◆ Data for this task:
· · ·

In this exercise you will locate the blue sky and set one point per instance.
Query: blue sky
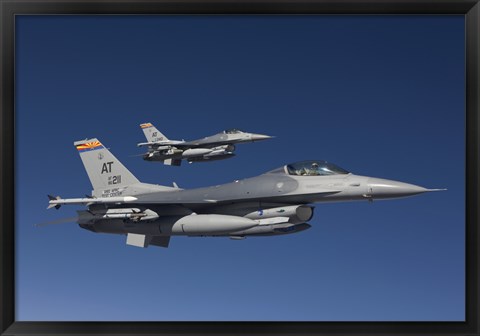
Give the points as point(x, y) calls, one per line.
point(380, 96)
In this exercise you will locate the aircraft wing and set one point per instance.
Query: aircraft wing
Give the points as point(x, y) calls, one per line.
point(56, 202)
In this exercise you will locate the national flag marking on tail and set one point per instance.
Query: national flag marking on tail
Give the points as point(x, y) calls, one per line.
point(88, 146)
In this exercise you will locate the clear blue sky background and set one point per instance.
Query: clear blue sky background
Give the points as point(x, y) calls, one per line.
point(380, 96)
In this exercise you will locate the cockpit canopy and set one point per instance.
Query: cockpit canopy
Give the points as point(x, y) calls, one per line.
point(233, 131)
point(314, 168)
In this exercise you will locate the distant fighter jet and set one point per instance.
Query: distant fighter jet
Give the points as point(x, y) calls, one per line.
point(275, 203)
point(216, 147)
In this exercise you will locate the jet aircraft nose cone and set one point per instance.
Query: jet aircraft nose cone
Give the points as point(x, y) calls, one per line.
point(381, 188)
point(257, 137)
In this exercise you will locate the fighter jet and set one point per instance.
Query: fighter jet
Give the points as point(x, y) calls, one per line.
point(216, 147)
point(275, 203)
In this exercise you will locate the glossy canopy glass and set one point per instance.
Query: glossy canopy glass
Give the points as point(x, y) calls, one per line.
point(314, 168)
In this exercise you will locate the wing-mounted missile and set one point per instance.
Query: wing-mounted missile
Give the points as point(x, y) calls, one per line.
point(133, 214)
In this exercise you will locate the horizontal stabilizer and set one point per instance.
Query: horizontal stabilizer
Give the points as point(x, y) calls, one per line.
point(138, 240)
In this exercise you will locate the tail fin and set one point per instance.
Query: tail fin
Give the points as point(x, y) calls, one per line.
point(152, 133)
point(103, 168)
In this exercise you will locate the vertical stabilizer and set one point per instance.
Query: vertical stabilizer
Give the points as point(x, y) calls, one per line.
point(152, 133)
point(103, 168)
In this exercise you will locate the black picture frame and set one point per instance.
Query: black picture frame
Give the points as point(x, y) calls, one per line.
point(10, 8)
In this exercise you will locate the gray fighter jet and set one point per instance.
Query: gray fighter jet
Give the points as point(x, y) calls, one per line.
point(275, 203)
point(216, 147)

· · ·

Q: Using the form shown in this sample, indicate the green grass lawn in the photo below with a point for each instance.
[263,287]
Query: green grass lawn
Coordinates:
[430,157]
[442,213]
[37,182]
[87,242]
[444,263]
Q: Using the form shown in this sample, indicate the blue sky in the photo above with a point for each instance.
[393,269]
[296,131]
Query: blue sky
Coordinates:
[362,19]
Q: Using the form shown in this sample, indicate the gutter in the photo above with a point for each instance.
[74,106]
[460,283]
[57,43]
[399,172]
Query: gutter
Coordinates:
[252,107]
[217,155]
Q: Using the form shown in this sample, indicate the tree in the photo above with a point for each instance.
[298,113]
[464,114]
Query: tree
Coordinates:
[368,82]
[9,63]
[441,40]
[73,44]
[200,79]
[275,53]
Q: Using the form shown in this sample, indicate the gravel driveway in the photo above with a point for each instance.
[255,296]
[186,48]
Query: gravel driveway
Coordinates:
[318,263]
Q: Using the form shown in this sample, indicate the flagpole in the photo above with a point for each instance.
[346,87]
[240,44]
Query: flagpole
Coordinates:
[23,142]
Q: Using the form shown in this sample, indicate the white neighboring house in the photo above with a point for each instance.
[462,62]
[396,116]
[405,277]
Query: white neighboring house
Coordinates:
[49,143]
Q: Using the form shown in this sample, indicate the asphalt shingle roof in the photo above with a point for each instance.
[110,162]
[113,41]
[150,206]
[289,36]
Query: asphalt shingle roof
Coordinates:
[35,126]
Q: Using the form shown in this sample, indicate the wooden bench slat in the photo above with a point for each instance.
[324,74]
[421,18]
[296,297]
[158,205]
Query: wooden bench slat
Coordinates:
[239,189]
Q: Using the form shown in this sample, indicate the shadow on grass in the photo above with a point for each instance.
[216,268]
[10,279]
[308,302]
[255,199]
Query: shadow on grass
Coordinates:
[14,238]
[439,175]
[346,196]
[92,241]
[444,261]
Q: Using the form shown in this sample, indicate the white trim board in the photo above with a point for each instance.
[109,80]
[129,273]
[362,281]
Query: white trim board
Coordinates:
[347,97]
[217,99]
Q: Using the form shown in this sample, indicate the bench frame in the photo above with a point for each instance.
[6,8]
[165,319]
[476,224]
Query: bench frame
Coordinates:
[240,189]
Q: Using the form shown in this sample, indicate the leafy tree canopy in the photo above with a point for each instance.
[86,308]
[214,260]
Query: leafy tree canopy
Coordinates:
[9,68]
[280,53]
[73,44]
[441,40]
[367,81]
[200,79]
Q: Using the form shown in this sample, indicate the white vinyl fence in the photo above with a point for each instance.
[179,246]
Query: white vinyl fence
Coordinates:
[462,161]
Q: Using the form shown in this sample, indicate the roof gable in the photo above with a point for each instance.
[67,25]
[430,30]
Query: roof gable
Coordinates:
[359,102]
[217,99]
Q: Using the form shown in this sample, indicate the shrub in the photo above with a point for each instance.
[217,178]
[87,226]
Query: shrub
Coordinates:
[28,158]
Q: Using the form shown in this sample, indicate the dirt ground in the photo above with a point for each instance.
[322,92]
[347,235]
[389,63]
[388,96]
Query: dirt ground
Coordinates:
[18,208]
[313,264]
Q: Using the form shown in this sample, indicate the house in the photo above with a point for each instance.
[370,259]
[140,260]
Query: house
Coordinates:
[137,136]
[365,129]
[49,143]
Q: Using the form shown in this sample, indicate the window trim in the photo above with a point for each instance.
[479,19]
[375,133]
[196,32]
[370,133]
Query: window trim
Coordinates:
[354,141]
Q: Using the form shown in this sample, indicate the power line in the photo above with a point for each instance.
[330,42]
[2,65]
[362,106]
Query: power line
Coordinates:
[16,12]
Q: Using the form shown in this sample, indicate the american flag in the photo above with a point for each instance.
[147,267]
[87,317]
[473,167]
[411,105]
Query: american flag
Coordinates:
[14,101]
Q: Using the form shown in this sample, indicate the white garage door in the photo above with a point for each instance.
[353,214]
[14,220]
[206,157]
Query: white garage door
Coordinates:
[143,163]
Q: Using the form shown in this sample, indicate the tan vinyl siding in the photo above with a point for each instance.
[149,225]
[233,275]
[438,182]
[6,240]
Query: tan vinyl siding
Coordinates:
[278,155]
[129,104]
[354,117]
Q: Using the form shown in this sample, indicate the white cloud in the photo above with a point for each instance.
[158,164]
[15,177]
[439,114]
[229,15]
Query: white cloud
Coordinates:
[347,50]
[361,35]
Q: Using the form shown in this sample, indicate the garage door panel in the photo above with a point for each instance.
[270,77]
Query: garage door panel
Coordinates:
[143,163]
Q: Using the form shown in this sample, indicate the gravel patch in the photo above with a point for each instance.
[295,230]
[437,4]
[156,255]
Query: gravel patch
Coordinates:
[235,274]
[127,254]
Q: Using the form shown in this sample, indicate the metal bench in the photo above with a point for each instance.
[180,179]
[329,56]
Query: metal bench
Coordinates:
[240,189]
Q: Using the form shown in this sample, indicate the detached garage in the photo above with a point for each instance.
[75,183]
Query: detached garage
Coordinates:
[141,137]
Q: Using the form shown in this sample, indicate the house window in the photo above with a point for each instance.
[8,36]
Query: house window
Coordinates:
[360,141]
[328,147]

· · ·

Rewrite the rows between the lines holding "In this exercise you will locate the wing-mounted" and "point(138, 240)", inclusive, keeping the requests as they are. Offset each x and y coordinate in the answer points by 70.

◆ Complete answer:
In this exercise you will locate the wing-mounted missile and set one point per instance.
Query: wing-mounted missile
Give the points as point(x, y) calls, one per line.
point(203, 284)
In this exercise you will locate the horizontal stabilizer and set one point per instance.
Query: horizontal stabilizer
Give the points as point(x, y) calls, one per line.
point(208, 310)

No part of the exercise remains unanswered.